Brushless motor controllers for RC models are cheap and readily available up into the kilowatts, in the larger sizes there are also controllers for e-bikes and scooters. I'd scrap the existing controllers and look at those.

I will be scrapping the OEM drivers, that decision is made. But I will most likely be building one myself.  there is no learning in buying one off the shelf.  also you need to qualify "cheap", but I doubt there is anything premade, in my price range, that would drive these motors. lastly, if I have made something, I can modify it and that's valuable to me.

□ □ □ □ □

Written exercise 1: Copy the passage of the motor controller discussion starting at "Brushless motor controllers" and ending at "valuable to me.".
Written exercise 2: Continue the discussion about brushless motor controllers from the point where it stops.

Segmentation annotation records
□ □ □ □ □

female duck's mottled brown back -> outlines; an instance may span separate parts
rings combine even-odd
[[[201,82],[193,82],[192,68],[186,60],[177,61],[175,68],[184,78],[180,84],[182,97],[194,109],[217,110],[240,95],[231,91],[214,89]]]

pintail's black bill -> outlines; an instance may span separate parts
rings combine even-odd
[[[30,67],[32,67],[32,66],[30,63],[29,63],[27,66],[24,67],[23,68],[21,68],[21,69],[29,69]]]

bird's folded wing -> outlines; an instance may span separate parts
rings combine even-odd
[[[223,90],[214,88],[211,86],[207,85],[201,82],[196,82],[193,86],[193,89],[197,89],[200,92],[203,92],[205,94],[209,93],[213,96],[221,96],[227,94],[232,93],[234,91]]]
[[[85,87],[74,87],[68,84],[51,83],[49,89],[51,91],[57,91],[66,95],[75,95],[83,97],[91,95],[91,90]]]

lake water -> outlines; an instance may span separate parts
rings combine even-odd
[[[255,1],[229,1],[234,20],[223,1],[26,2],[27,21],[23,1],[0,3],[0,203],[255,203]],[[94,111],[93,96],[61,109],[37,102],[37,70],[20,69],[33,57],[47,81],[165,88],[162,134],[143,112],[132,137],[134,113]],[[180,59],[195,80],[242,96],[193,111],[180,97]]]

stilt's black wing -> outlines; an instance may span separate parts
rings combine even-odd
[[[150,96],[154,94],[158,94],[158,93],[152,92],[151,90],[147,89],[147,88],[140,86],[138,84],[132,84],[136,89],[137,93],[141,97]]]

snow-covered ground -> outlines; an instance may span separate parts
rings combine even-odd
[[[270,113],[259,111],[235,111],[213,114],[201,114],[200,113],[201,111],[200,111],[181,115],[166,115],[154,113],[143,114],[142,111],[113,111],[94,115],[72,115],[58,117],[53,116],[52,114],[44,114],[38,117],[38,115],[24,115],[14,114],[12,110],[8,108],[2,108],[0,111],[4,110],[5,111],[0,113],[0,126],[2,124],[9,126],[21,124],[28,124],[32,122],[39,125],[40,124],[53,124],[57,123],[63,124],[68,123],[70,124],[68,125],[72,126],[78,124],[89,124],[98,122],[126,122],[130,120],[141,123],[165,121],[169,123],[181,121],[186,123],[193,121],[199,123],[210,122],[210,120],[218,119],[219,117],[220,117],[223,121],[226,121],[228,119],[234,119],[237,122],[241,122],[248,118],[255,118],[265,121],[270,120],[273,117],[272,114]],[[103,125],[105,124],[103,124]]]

□ □ □ □ □

Exercise answer 1:
Brushless motor controllers for RC models are cheap and readily available up into the kilowatts, in the larger sizes there are also controllers for e-bikes and scooters. I'd scrap the existing controllers and look at those.

I will be scrapping the OEM drivers, that decision is made. But I will most likely be building one myself.  there is no learning in buying one off the shelf.  also you need to qualify "cheap", but I doubt there is anything premade, in my price range, that would drive these motors. lastly, if I have made something, I can modify it and that's valuable to me.

Exercise answer 2:
I did a bit of investigative work into the motor coils.  here is a peak inside:  https://photos.app.goo.gl/RBqyGp9k8UgNNSdc6

So i set up a kelvin connection to measure the resistance of the coils.  I first confirmed the measurement setup with some known resistors and then measured the coils.  Call them A, B & C.  AB =AC =BC both in theory & then measured to be 0.058 ohms.  since the resistance through any 2 coils is equal, I think I can infer that coils are intact and each coil is 0.029ohms.    But the driver is always energizing 2 coils at a time right?  So using the "full" 2 coil resistance and  Vsup=12v, ohms law says I=206A.  That would put power at 2472 watts.  Gotta be honest, those numbers kind of shocked me, so I was hoping someone could check my math and also tell me exactly what that number is.....is that peak current? start current? surely it wont draw 200+A free spinning?  Or maybe I have just done this all wrong....please advise.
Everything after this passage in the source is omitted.